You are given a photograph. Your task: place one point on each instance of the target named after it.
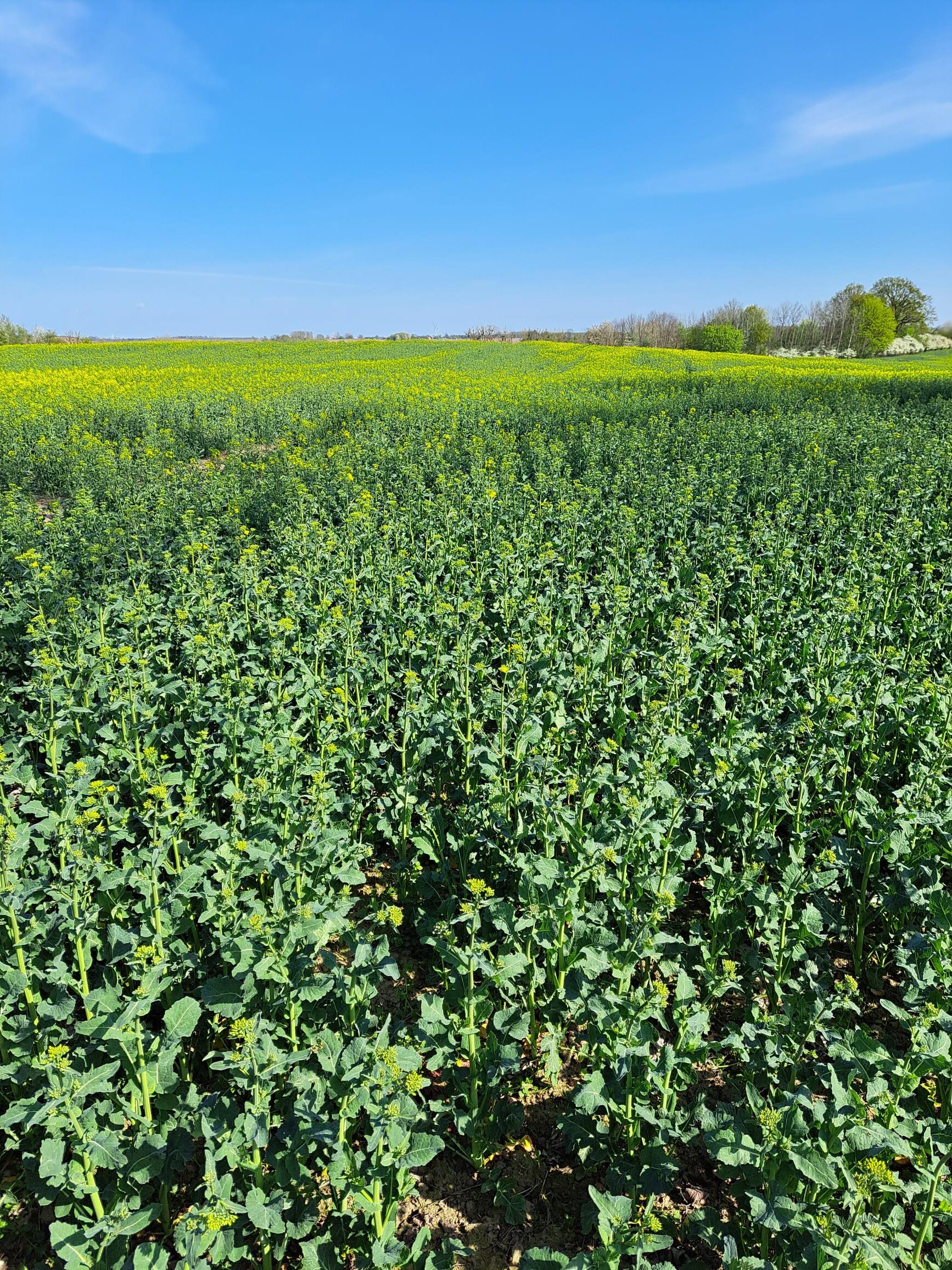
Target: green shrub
(721, 338)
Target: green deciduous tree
(912, 309)
(757, 329)
(721, 338)
(875, 324)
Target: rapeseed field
(474, 803)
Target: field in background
(474, 795)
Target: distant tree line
(13, 335)
(853, 319)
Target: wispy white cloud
(866, 121)
(116, 68)
(910, 193)
(206, 274)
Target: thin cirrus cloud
(116, 69)
(864, 122)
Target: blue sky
(251, 167)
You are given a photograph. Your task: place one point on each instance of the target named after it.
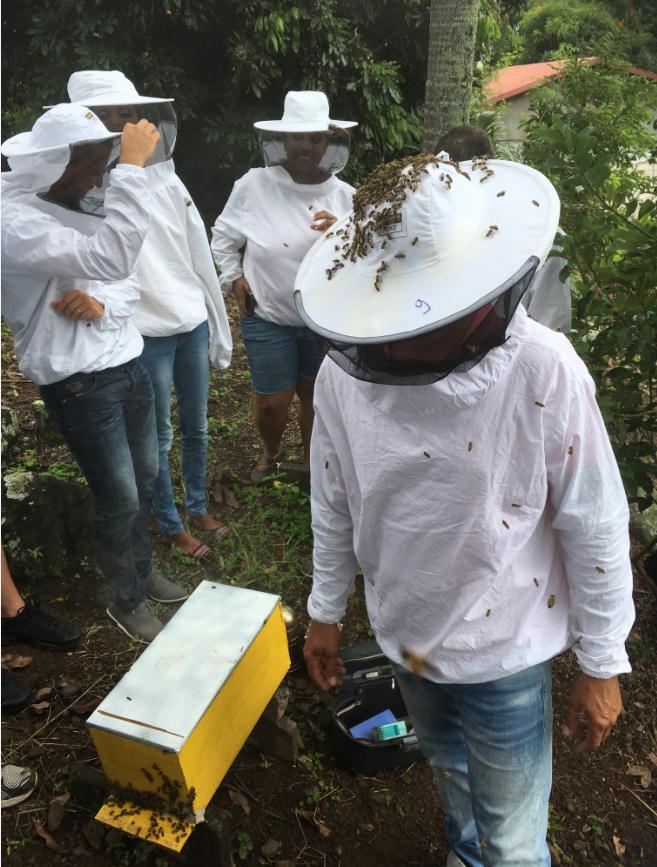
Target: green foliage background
(230, 62)
(587, 133)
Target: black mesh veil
(334, 159)
(371, 363)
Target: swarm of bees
(377, 204)
(166, 804)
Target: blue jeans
(108, 420)
(180, 361)
(490, 748)
(280, 354)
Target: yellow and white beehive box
(176, 720)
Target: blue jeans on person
(108, 421)
(280, 354)
(180, 361)
(490, 748)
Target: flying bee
(416, 663)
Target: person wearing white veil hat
(68, 296)
(180, 314)
(459, 458)
(270, 221)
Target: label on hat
(395, 226)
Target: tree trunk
(452, 34)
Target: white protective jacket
(486, 511)
(269, 215)
(43, 258)
(179, 284)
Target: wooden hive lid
(161, 699)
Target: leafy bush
(587, 133)
(579, 28)
(227, 65)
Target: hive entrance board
(170, 729)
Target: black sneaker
(33, 626)
(17, 784)
(140, 623)
(160, 589)
(16, 694)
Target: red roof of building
(514, 80)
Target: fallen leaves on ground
(48, 838)
(619, 847)
(314, 821)
(11, 660)
(40, 706)
(642, 772)
(240, 799)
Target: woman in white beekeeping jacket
(181, 313)
(270, 221)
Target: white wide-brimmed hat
(54, 132)
(428, 242)
(304, 111)
(94, 87)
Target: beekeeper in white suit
(68, 297)
(460, 458)
(180, 314)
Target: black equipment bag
(369, 687)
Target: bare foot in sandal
(189, 545)
(209, 524)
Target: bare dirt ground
(603, 808)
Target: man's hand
(241, 291)
(138, 142)
(322, 221)
(594, 707)
(76, 304)
(321, 654)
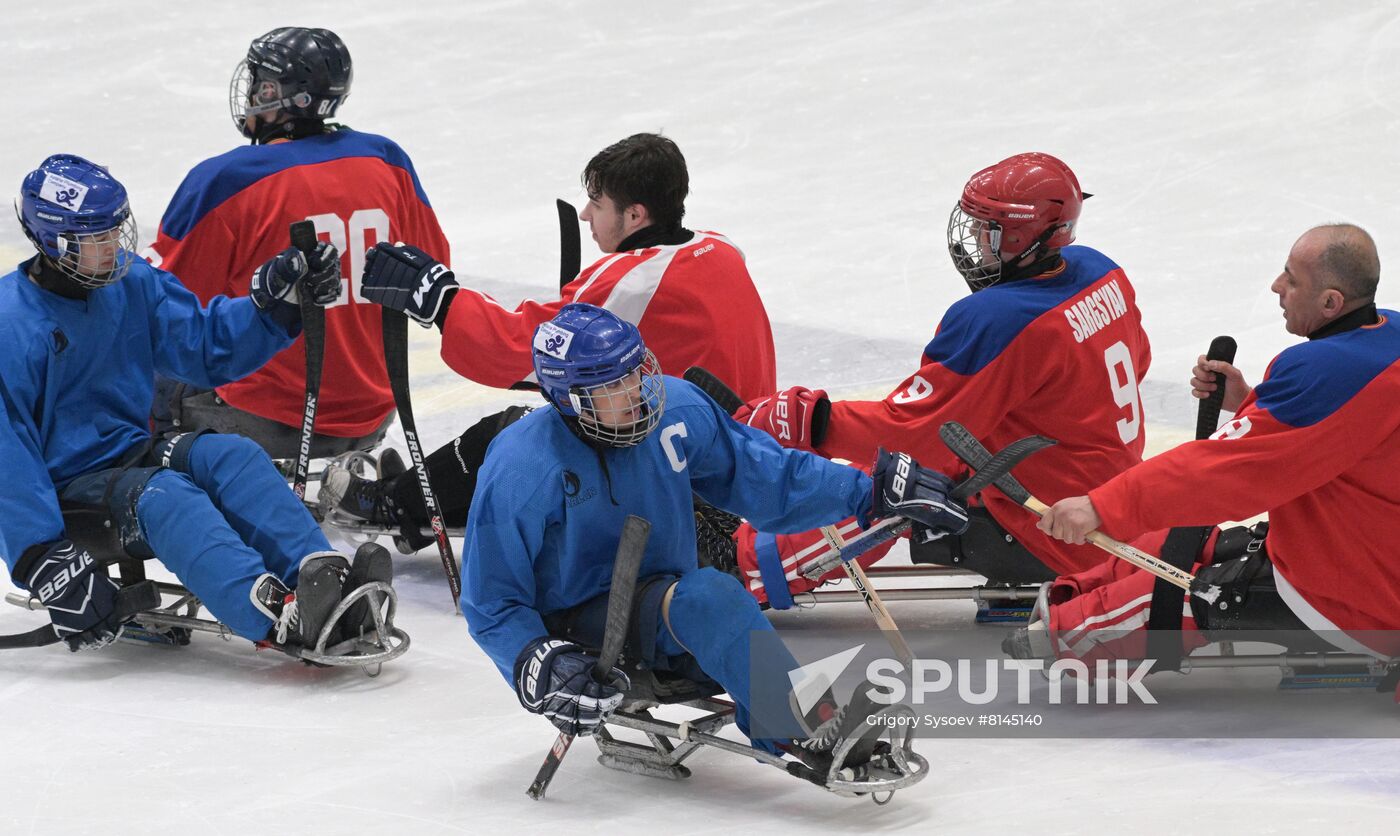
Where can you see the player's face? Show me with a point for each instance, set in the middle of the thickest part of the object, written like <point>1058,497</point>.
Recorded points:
<point>611,223</point>
<point>97,254</point>
<point>1301,290</point>
<point>618,405</point>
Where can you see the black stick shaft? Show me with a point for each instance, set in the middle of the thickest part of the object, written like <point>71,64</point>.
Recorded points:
<point>314,333</point>
<point>1208,412</point>
<point>632,548</point>
<point>396,361</point>
<point>570,248</point>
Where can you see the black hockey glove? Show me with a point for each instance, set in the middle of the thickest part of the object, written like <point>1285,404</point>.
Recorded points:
<point>556,679</point>
<point>80,598</point>
<point>406,279</point>
<point>905,489</point>
<point>277,283</point>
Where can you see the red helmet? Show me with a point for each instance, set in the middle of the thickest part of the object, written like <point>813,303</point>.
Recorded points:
<point>1010,216</point>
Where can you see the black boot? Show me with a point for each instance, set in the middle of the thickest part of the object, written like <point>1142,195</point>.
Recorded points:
<point>371,563</point>
<point>300,615</point>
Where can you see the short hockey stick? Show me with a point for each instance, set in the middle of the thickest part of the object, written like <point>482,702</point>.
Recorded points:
<point>396,361</point>
<point>966,447</point>
<point>632,546</point>
<point>314,333</point>
<point>727,399</point>
<point>570,249</point>
<point>1208,412</point>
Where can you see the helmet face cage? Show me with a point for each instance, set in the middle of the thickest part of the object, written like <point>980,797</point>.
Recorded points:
<point>79,219</point>
<point>97,259</point>
<point>975,245</point>
<point>625,410</point>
========================================
### WORK ORDER
Could you restate, word for word, the lines above from the one with "Where can you see the black boot?" to the one with "Where can you see the short", both included?

### RESULT OF THE TASK
Where can you see the black boot? Show me with a point for each instance, set in the middle of the thickest part of the object, written like <point>1142,195</point>.
Recorded points:
<point>371,563</point>
<point>300,615</point>
Where can you see the short hockey stick? Show me with a point for each instance, set in the middle of the thickest part of the object, written like <point>482,702</point>.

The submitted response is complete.